Maybe life just really fucked back then.

------
burgerbrain
Does anyone else have a really hard time telling the difference between the
green that's used for 'fuck', and the green that's used for 'tits'?

I don't think I'm suddenly going colour-blind but it strikes me as odd that
google would pick two colours that are so close to each other for a graph that
needs so few separate colours...

------
davidmathers
In first page of search results for 1650 - 1724 I saw 4 different words OCR'd
as "shit": This, that, first, and shit.

"first" looks like "firft", but "This" and "that" look pretty standard.

------
iskander
Interesting to see how shit and piss diverged after WWII. I wonder what
propelled shit's cultural ascent.

([http://ngrams.googlelabs.com/graph?content=shit,piss&yea...](http://ngrams.googlelabs.com/graph?content=shit,piss&year_start=1850&year_end=1965&corpus=0&smoothing=3))

------
david_p
1800 was the year ... :)
[http://ngrams.googlelabs.com/graph?content=tits%2Cboobs%2Cbr...](http://ngrams.googlelabs.com/graph?content=tits%2Cboobs%2Cbreasts&year_start=1650&year_end=2008&corpus=0&smoothing=9)

------
makmanalp
It looks like somewhere near the 60s, people stopped caring about not using
expletives! :)

→ **List of tasks**:
• A. Copy the thread's text from the words containing "I don't think" through "few separate colours...", substituting "chart" for "graph".
• B. Answer these questions from the thread:
(i) Which four words did davidmathers see OCR'd as "shit"?
(ii) After which war does iskander say shit and piss diverged?
(iii) Near which decade does makmanalp say people stopped caring about not using expletives?
The records are separate material, not part of the thread.

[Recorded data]
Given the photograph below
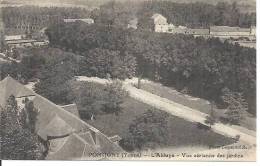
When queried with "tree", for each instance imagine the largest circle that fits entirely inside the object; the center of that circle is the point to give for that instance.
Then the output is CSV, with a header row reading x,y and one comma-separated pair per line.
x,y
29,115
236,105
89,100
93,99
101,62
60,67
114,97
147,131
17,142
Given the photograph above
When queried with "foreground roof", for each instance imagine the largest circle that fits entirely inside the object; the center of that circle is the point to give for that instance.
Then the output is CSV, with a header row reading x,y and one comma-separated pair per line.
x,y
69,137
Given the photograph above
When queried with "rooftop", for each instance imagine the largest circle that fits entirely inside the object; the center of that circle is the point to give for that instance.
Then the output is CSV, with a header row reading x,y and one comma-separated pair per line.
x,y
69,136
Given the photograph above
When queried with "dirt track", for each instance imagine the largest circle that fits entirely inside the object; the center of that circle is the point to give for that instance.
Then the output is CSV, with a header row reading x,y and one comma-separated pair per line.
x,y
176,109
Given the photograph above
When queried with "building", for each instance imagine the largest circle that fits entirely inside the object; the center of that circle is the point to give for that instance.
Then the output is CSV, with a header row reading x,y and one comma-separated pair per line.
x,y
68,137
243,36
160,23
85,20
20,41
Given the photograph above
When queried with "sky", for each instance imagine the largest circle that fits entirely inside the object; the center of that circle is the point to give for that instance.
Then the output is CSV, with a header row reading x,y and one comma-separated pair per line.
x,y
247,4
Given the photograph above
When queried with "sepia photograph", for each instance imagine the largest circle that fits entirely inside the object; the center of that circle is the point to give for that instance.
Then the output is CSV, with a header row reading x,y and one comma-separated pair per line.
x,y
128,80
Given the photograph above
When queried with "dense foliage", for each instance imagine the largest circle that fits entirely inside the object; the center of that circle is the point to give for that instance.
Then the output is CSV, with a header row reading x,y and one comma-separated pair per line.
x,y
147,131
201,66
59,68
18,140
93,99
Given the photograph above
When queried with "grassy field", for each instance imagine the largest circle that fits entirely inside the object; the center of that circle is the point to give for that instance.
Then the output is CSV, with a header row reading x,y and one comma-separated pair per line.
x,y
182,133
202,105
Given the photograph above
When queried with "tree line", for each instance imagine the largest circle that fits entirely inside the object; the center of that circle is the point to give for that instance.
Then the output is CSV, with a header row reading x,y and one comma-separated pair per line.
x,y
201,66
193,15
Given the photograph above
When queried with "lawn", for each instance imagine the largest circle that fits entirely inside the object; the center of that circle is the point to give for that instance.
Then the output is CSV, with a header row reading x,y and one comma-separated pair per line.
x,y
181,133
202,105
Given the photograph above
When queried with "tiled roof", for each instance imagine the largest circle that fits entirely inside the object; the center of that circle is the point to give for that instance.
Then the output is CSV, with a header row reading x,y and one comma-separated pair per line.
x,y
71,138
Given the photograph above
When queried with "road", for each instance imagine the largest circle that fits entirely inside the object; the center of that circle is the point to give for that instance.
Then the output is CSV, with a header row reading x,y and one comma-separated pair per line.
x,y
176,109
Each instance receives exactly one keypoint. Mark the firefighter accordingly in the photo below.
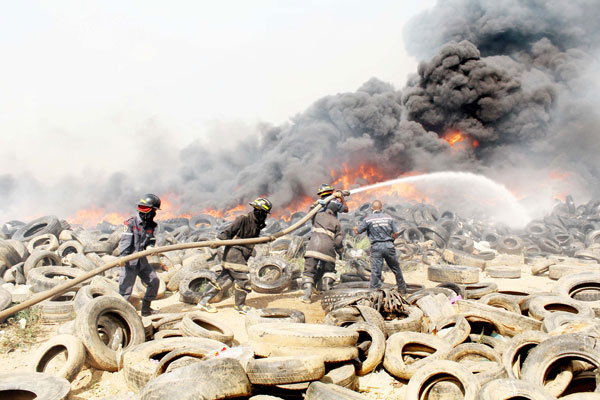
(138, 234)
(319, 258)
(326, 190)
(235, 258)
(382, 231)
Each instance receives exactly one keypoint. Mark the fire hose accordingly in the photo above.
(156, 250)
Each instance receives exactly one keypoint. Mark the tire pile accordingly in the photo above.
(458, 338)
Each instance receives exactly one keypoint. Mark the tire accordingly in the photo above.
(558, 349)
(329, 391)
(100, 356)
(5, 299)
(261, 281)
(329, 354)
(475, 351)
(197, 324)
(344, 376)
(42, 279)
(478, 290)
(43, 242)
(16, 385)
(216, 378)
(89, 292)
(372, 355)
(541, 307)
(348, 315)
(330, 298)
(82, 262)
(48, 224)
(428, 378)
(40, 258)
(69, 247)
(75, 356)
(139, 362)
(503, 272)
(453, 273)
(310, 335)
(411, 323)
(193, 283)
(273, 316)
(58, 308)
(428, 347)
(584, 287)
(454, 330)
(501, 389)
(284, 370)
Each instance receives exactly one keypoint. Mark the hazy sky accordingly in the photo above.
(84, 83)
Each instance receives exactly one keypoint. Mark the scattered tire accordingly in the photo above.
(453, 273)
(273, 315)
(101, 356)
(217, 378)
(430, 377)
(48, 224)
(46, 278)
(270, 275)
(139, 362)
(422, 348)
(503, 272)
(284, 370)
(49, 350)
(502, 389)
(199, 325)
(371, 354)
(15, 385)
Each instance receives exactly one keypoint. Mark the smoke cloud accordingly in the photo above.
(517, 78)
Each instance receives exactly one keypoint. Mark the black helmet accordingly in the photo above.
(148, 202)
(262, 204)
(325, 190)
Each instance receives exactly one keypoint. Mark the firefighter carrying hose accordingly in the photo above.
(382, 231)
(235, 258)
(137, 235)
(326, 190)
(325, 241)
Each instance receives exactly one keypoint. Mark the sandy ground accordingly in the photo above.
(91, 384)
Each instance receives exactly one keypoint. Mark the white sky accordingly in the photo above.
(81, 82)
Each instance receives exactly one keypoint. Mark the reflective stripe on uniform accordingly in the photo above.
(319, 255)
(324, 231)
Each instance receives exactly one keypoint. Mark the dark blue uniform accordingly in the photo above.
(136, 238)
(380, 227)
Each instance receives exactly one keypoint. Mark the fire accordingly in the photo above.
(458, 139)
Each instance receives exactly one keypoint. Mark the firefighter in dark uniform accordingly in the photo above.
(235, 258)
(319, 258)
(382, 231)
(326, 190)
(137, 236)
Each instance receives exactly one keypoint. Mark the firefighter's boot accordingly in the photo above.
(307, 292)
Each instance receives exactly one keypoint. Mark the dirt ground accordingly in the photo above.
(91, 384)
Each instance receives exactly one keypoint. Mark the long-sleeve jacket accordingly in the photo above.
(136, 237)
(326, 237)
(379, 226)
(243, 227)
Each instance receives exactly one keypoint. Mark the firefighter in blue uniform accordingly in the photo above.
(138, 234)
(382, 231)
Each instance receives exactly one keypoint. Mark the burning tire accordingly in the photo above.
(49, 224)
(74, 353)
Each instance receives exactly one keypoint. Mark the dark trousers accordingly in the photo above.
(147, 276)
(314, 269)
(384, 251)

→ **Written answers**:
• A.
I don't think I'm suddenly going colour-blind but it strikes me as odd that
google would pick two colours that are so close to each other for a chart that
needs so few separate colours...

• B.
(i) This, that, first, and shit.
(ii) WWII.
(iii) The 60s.